- _SOURCE INFORMATION_:
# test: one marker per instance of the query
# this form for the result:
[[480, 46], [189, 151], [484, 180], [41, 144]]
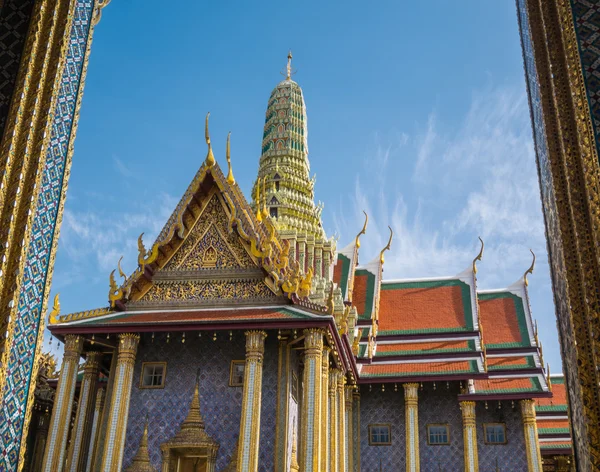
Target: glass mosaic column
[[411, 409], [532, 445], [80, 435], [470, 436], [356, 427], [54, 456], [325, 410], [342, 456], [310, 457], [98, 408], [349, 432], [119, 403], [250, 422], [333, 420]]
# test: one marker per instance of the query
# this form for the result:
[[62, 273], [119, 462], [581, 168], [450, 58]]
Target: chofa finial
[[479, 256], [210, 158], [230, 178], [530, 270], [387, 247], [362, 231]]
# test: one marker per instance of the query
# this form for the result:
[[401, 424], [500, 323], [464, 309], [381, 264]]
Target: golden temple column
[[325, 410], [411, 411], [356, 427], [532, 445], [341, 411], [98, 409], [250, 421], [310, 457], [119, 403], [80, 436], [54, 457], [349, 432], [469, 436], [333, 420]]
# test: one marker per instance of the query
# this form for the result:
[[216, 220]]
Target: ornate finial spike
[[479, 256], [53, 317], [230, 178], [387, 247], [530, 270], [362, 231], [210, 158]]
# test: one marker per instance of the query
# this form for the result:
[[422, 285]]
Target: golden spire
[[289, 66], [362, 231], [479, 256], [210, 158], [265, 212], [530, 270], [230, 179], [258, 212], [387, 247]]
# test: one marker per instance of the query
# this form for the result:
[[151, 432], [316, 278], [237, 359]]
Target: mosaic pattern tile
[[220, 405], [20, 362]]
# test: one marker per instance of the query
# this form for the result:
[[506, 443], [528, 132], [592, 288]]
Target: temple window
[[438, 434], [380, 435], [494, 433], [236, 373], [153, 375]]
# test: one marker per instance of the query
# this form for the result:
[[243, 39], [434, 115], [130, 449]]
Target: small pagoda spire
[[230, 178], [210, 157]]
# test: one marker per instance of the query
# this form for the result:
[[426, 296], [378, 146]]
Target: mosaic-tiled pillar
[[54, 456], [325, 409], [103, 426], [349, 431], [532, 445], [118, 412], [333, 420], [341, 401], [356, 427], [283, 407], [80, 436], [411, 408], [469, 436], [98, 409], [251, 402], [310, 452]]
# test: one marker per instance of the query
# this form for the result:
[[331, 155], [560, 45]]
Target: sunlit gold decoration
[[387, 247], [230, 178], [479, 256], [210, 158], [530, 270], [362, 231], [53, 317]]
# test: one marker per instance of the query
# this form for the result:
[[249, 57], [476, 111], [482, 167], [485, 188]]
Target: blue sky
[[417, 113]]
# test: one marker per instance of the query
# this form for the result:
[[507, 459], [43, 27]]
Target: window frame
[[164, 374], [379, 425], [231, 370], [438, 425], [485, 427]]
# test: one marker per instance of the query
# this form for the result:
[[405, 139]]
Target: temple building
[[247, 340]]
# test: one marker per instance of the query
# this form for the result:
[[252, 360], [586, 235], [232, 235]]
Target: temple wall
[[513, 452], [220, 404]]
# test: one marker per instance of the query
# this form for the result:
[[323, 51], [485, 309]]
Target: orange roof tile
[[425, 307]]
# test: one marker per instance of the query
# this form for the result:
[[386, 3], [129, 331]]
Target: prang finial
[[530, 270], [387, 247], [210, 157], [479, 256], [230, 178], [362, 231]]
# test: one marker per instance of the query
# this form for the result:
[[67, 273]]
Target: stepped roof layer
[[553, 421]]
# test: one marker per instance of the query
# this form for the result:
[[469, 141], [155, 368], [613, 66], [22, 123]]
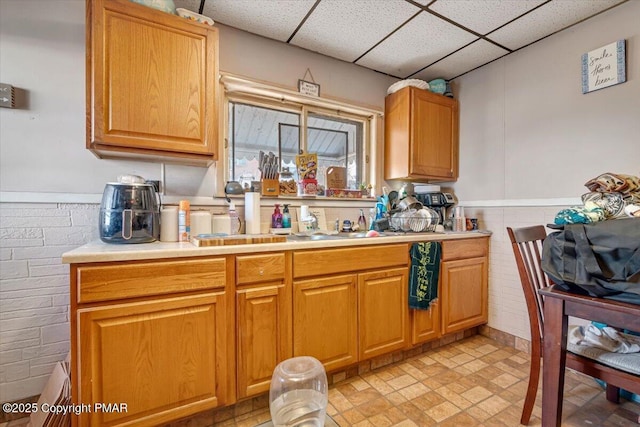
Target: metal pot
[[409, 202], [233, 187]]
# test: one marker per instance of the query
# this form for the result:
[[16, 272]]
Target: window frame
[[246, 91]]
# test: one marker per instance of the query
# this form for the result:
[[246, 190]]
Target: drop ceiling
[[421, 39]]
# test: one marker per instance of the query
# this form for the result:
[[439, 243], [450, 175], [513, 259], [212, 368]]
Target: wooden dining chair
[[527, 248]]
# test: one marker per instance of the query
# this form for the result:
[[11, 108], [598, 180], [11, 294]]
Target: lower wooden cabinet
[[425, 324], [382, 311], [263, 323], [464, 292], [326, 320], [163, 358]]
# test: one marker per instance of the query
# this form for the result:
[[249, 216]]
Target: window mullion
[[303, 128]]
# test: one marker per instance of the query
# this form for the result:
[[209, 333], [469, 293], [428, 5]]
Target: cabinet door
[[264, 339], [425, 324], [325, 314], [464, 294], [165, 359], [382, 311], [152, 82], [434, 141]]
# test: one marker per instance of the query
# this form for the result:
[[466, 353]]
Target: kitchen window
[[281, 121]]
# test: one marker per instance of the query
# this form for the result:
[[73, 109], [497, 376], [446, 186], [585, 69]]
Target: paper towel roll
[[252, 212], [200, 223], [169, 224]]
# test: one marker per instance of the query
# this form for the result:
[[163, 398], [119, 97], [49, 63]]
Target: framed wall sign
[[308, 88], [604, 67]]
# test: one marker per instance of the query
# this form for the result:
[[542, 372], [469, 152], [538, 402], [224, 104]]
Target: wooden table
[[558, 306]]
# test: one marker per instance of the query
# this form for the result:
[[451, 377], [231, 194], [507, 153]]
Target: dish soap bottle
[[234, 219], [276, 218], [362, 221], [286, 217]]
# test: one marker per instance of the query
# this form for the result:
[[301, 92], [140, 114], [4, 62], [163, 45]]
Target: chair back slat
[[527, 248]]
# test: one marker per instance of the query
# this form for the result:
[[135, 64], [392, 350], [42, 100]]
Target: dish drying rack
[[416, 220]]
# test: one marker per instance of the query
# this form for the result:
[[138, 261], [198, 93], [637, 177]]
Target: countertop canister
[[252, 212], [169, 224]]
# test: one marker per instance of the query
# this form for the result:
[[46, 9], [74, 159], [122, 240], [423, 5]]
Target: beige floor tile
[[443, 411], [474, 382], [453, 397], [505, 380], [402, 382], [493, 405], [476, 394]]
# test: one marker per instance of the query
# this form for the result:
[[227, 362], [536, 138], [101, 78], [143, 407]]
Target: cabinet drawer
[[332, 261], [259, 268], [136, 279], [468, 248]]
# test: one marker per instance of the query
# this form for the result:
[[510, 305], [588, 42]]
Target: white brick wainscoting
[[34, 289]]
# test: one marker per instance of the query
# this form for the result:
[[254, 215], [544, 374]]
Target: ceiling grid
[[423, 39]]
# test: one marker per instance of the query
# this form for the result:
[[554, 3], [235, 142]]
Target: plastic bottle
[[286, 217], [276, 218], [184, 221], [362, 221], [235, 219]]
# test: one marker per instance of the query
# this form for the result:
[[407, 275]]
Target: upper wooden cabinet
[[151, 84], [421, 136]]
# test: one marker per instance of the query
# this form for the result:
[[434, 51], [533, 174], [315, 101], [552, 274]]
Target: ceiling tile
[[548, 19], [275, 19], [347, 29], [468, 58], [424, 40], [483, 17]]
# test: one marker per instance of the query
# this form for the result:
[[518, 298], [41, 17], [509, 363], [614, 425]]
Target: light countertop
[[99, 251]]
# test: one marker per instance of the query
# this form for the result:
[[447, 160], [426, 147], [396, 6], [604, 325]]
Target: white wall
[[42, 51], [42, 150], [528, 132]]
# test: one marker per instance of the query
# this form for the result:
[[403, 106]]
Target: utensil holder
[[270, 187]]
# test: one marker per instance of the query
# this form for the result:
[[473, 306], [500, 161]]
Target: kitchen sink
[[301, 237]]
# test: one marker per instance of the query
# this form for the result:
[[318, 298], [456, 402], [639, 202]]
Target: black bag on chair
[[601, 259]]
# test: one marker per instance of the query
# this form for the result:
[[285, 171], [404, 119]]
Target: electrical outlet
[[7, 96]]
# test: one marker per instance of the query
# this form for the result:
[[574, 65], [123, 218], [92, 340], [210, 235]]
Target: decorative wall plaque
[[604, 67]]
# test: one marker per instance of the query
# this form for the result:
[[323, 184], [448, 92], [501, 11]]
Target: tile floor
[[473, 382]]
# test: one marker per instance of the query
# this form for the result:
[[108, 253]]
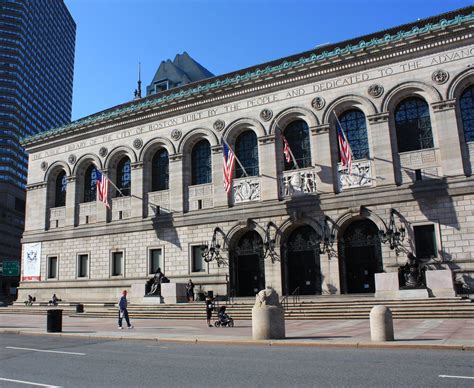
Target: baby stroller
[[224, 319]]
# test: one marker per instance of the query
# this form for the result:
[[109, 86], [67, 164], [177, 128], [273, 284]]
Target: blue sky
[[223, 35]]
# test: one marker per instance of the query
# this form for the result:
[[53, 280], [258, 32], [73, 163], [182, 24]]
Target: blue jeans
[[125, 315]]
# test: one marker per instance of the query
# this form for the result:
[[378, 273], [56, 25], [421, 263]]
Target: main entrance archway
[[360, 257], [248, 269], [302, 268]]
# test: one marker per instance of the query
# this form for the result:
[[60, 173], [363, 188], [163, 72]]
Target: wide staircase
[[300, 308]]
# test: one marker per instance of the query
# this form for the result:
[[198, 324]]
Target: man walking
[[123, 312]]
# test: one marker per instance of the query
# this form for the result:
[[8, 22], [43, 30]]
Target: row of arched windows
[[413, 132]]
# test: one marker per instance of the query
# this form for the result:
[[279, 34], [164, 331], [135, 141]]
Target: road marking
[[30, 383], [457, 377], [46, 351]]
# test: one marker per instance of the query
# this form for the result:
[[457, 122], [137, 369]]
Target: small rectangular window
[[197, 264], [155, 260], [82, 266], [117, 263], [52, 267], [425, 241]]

...

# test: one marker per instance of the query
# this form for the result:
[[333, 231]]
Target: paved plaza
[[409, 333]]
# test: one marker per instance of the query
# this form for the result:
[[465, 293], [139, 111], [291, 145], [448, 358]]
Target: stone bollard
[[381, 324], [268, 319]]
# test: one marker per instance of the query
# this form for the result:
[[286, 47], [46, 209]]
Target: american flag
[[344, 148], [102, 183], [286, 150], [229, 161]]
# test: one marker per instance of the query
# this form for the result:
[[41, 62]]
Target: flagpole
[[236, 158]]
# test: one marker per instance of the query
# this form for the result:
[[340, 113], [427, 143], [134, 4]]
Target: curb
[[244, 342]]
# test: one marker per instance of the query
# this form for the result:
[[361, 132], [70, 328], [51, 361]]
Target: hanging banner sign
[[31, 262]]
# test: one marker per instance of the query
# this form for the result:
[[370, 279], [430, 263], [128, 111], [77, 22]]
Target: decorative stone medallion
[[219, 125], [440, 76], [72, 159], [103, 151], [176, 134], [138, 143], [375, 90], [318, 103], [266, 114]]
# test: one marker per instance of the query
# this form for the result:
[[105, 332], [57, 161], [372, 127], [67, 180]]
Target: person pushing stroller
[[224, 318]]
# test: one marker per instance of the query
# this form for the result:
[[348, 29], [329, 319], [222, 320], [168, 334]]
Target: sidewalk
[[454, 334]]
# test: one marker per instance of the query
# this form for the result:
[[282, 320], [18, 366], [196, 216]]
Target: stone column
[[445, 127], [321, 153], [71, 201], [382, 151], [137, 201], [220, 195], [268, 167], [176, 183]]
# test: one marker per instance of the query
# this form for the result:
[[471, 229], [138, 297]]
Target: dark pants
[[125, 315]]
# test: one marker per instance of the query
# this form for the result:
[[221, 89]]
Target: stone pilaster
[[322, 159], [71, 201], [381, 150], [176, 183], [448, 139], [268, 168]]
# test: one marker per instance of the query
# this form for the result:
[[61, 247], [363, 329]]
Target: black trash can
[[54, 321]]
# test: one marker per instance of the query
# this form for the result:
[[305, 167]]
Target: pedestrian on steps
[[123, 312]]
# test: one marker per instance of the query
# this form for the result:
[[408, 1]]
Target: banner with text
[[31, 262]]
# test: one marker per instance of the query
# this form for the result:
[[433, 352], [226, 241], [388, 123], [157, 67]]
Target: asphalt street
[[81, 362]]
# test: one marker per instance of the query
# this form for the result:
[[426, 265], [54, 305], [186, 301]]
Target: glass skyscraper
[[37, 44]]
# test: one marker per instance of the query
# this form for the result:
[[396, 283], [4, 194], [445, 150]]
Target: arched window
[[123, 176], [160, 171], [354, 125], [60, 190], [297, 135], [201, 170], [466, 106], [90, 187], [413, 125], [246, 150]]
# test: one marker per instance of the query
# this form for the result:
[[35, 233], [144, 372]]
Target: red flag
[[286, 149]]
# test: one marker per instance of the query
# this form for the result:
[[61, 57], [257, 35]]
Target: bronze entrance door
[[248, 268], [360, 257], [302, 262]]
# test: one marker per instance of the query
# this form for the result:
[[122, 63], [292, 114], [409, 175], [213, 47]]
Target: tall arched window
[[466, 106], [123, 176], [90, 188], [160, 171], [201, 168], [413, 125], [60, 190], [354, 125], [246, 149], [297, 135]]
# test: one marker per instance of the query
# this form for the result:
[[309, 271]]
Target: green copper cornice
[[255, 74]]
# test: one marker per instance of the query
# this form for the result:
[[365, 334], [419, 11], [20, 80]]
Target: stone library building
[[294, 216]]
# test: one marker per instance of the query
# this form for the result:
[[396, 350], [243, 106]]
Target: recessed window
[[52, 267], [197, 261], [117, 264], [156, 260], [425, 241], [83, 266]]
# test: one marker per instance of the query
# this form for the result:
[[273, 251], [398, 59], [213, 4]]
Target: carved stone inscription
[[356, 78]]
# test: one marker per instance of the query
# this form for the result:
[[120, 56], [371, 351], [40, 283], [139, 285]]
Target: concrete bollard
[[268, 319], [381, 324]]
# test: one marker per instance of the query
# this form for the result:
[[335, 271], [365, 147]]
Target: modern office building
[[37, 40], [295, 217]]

---

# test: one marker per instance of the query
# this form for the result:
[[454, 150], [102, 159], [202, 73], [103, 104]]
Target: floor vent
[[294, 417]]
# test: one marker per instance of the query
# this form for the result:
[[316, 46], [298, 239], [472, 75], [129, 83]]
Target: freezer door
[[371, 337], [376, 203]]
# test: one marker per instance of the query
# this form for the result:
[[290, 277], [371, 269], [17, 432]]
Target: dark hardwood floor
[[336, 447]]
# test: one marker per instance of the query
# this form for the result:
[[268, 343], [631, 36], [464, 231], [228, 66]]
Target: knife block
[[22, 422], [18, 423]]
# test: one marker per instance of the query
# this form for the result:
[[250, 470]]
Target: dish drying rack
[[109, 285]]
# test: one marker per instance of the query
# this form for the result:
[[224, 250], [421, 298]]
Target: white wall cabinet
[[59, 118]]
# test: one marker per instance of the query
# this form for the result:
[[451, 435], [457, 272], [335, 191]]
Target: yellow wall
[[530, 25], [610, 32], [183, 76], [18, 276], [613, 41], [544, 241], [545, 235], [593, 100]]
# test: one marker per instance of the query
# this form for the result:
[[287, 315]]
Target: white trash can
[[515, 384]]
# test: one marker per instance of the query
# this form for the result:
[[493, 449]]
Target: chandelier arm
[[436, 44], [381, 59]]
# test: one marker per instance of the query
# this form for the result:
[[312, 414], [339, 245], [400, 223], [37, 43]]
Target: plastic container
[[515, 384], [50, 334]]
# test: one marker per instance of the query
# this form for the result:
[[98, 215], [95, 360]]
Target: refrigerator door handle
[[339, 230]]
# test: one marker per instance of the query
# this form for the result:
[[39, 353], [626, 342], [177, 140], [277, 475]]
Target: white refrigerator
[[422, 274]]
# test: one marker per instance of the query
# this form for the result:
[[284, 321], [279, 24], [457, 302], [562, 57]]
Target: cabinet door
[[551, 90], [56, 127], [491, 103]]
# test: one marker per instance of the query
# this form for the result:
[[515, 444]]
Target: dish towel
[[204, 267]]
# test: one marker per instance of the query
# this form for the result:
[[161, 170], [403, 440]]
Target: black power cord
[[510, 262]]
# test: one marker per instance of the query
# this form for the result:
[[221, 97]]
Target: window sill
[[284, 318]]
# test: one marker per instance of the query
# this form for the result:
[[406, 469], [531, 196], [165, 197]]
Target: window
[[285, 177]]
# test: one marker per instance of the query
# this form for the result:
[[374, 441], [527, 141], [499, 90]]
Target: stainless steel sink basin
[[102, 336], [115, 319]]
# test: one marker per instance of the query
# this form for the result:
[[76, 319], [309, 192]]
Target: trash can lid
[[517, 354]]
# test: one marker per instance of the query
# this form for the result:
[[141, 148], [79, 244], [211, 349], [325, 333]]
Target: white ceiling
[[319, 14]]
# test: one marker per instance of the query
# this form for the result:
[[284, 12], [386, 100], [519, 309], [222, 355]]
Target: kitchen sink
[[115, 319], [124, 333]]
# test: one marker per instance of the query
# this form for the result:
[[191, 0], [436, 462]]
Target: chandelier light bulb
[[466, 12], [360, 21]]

- _WORK REQUIRED_: Repeat exactly, and only, the entries from the line with "Target: sunlit gold decoration" through the line with "[[209, 333], [469, 293], [428, 5]]". Pictures are skipped.

- _OUTPUT_:
Target: sunlit gold decoration
[[387, 247], [230, 178], [479, 256], [210, 158], [530, 270], [362, 231], [53, 317]]
# test: one marker per instance of the query
# this form for the result:
[[249, 57], [476, 111], [482, 167], [485, 188]]
Target: blue sky
[[417, 113]]
# test: one marker per instance of the query
# this form for the result:
[[507, 459], [43, 27]]
Target: window frame
[[164, 374], [379, 425], [231, 370], [438, 425], [485, 427]]
# test: one marker per instance of the query
# this form for the result:
[[405, 139]]
Target: temple building
[[247, 340]]
# test: one marker per instance of the query
# this form for the result:
[[252, 360], [586, 235], [232, 235]]
Target: temple wall
[[513, 452], [220, 404]]
# test: one marker per instance of the query
# this form for the result:
[[323, 51], [485, 309]]
Target: orange roof tile
[[425, 307]]
# test: one marker per instance of the query
# this form for the result:
[[386, 3], [129, 331]]
Target: prang finial
[[530, 270], [387, 247], [210, 157], [479, 256], [230, 178], [362, 231]]
# test: one marker per instance of the query
# this form for the result:
[[67, 273]]
Target: stepped roof layer
[[553, 421]]
# test: one marker per instance of the query
# this form for the result:
[[469, 141], [155, 368], [613, 66], [22, 123]]
Target: metal pot
[[409, 202], [233, 187]]
# test: one marker per instance of the query
# this form for the result:
[[16, 272]]
Target: window frame
[[246, 91]]
# test: one marker per instance of the query
# this form for the result:
[[246, 190]]
Target: drop ceiling
[[421, 39]]
# test: one marker per instance of the query
# this form for the result:
[[439, 243], [450, 175], [513, 259], [212, 368]]
Target: wooden dining chair
[[527, 248]]
# test: one marker per instance of the query
# this form for the result:
[[11, 108], [598, 180], [11, 294]]
Target: lower wooden cabinet
[[425, 324], [382, 311], [263, 323], [464, 292], [326, 320], [163, 358]]
# test: one marker per instance of the query
# this form for the result:
[[249, 216]]
Target: window mullion
[[303, 128]]
# test: one marker per instance of the query
# this form for the result:
[[209, 333], [469, 293], [428, 5]]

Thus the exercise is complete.